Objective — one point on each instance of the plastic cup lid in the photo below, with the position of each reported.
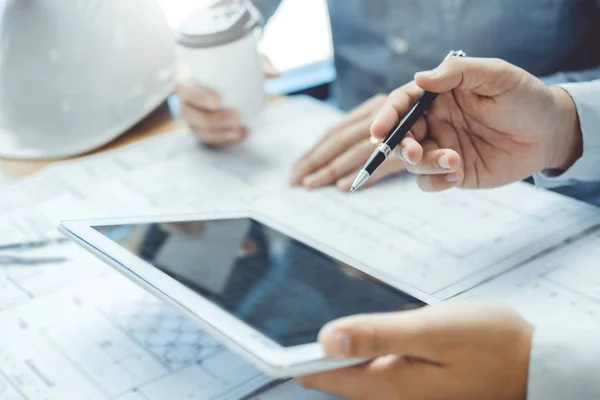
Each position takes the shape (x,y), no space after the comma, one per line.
(222,22)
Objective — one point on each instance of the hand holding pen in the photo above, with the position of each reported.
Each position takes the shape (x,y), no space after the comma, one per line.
(398,133)
(492,124)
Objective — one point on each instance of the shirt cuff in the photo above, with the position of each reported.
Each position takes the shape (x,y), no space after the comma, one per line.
(587,168)
(564,365)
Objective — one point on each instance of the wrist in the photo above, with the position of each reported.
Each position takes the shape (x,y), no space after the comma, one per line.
(565,144)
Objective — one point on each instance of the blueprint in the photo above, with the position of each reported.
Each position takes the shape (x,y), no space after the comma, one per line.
(77,330)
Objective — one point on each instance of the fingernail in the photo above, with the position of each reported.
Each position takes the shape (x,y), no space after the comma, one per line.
(451,178)
(337,345)
(345,184)
(431,74)
(232,135)
(295,178)
(444,162)
(312,181)
(229,122)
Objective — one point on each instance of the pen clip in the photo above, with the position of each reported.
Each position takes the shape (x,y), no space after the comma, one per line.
(455,53)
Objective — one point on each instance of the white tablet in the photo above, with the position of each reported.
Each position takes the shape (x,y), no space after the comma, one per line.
(260,288)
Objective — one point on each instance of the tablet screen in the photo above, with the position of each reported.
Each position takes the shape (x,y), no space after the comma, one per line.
(281,287)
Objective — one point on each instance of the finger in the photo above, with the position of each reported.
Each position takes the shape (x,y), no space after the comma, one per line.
(396,106)
(211,120)
(390,167)
(268,68)
(435,160)
(193,94)
(416,333)
(439,183)
(220,138)
(383,378)
(329,149)
(483,76)
(409,150)
(345,163)
(360,382)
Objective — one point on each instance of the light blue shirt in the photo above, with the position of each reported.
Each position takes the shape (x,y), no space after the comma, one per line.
(380,44)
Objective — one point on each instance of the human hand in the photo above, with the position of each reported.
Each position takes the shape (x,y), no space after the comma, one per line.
(338,156)
(202,111)
(455,350)
(492,124)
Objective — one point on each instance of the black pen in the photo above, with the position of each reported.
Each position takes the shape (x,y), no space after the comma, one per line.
(394,138)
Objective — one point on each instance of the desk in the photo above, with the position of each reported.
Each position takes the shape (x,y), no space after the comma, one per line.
(158,122)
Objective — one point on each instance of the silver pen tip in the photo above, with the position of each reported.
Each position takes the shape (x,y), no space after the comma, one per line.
(361,179)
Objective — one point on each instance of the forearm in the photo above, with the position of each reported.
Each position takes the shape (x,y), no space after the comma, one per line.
(561,77)
(573,160)
(564,365)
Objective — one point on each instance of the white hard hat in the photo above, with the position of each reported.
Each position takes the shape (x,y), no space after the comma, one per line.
(75,74)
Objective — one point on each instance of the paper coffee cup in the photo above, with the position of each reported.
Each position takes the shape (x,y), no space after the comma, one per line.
(218,46)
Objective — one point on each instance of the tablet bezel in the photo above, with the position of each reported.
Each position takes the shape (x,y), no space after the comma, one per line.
(246,341)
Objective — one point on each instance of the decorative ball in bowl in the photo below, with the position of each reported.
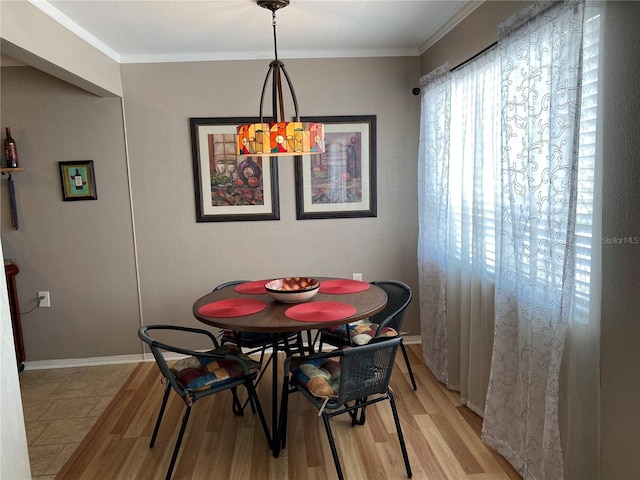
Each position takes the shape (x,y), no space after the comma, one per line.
(292,289)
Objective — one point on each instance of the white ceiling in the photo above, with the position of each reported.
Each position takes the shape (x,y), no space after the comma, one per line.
(187,30)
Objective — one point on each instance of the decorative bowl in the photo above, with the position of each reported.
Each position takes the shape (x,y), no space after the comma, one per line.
(292,289)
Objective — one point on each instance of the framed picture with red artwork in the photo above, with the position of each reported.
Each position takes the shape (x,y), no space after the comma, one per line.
(229,187)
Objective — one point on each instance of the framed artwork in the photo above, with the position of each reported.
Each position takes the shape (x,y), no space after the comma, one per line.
(340,183)
(229,187)
(78,180)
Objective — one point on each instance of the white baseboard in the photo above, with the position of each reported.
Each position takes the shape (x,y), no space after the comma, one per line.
(147,357)
(85,362)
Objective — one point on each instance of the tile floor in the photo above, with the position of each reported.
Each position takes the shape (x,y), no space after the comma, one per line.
(60,407)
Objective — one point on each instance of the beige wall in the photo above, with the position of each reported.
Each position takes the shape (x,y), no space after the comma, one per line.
(83,252)
(32,37)
(620,335)
(620,329)
(181,259)
(470,36)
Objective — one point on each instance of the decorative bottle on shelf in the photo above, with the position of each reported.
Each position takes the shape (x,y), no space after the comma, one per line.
(10,150)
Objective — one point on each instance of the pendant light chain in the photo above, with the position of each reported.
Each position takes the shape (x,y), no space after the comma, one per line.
(279,137)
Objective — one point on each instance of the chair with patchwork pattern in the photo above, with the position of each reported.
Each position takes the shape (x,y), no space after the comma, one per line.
(386,323)
(200,374)
(346,380)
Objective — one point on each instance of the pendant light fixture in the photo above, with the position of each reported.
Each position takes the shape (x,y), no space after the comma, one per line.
(279,137)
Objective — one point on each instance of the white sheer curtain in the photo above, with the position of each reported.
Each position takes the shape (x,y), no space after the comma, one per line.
(457,226)
(509,238)
(433,233)
(541,53)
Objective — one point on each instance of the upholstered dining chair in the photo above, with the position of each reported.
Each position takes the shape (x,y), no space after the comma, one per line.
(200,374)
(346,380)
(385,323)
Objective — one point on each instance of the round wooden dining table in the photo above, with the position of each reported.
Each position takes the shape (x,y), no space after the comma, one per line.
(256,311)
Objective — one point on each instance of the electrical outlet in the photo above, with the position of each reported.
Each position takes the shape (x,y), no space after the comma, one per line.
(43,299)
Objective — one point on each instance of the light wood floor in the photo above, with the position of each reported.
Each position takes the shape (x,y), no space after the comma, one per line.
(442,437)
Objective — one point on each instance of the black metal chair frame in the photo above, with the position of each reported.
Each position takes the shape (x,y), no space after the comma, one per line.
(365,372)
(191,396)
(391,316)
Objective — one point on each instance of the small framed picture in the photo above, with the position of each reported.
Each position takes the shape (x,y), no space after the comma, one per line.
(78,180)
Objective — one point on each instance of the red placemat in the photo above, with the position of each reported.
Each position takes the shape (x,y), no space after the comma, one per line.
(251,288)
(320,311)
(343,286)
(232,307)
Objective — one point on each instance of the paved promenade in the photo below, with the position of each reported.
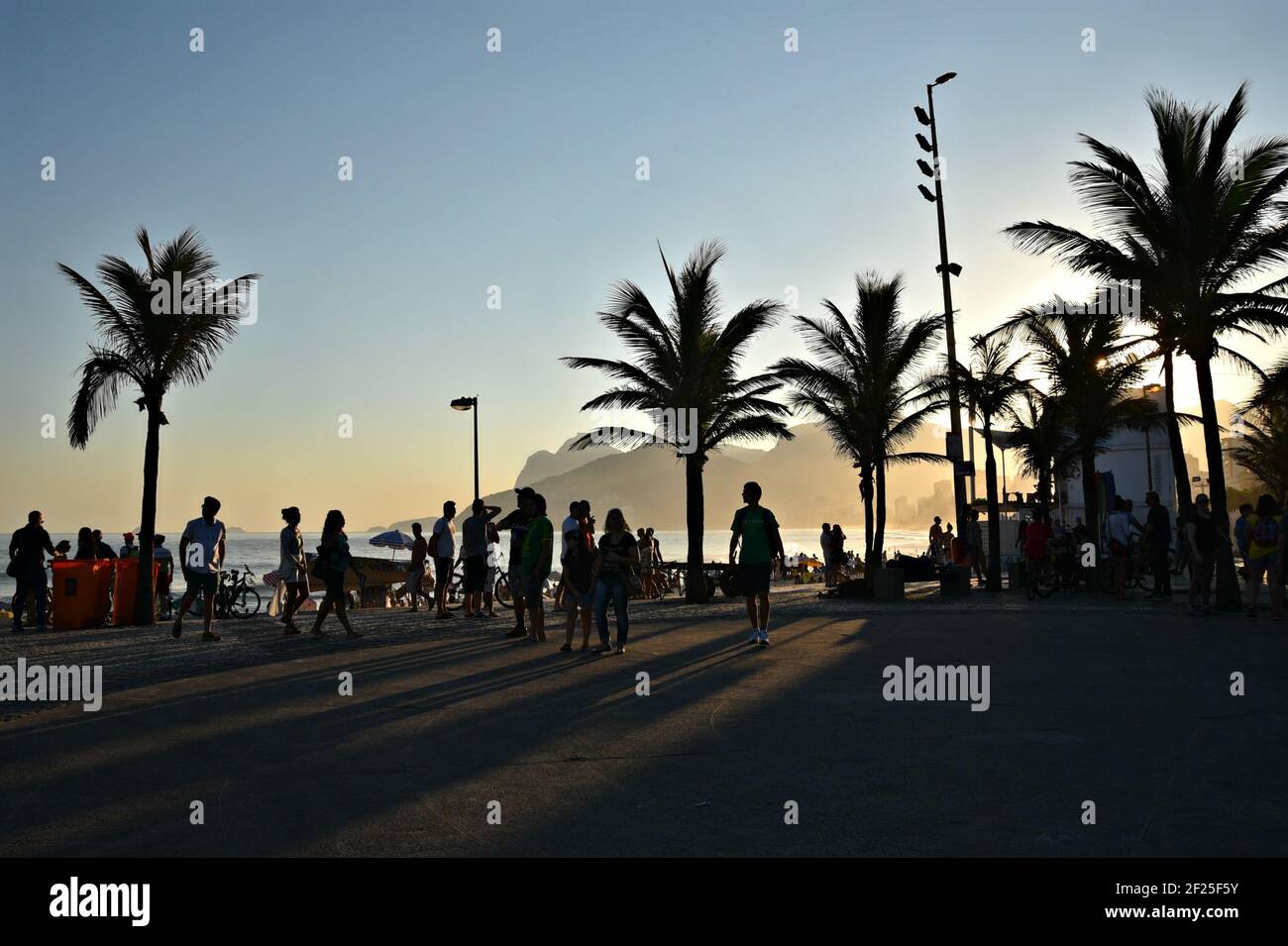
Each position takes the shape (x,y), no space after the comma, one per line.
(1126,705)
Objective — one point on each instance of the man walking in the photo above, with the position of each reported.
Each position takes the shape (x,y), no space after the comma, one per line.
(416,573)
(518,525)
(537,554)
(27,549)
(1158,534)
(756,530)
(442,547)
(201,556)
(475,551)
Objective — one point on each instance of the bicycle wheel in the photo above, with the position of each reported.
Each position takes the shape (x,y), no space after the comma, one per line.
(244,604)
(1043,579)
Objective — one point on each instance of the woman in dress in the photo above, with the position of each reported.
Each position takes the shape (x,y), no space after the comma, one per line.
(333,560)
(291,569)
(617,554)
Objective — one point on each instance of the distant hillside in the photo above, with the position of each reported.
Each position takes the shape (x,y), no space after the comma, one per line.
(804,480)
(544,464)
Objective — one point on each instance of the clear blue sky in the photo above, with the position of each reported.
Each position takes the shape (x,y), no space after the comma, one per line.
(518,168)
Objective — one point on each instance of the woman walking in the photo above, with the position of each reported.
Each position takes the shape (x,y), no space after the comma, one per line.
(333,560)
(291,572)
(617,554)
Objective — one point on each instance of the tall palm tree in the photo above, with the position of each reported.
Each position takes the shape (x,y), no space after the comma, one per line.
(153,352)
(1262,450)
(1194,232)
(1041,437)
(991,387)
(1273,389)
(1089,366)
(859,383)
(682,362)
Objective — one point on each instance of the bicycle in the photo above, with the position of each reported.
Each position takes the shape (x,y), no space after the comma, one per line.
(235,597)
(1039,578)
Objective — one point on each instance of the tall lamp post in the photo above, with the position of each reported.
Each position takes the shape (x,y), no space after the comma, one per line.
(945,270)
(472,404)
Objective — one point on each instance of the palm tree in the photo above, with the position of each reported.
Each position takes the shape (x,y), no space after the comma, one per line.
(1194,233)
(859,383)
(1044,446)
(1273,389)
(687,362)
(990,389)
(151,352)
(1089,367)
(1262,450)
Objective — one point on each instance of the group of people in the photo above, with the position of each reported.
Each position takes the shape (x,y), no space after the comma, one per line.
(31,543)
(965,550)
(836,560)
(596,571)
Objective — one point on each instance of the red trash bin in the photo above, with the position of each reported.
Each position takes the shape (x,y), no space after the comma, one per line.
(80,593)
(127,583)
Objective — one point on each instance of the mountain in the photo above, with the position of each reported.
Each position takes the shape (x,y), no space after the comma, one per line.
(542,465)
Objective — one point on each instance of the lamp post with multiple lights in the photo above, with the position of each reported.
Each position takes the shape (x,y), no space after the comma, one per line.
(472,404)
(945,270)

_ _ _ _ _ _ _

== ASSIGNMENT ==
In the records above, find every line containing the word "framed" and show it.

== EXERCISE ANSWER ==
Objective — one point on each instance of the framed picture with red artwork in the photo above, with the position of each reported.
Objective — one point on each instance of the framed artwork in the photo above, with the position of each reported.
Objective — one point on each instance of the small framed picture in the photo above, with the position of each reported.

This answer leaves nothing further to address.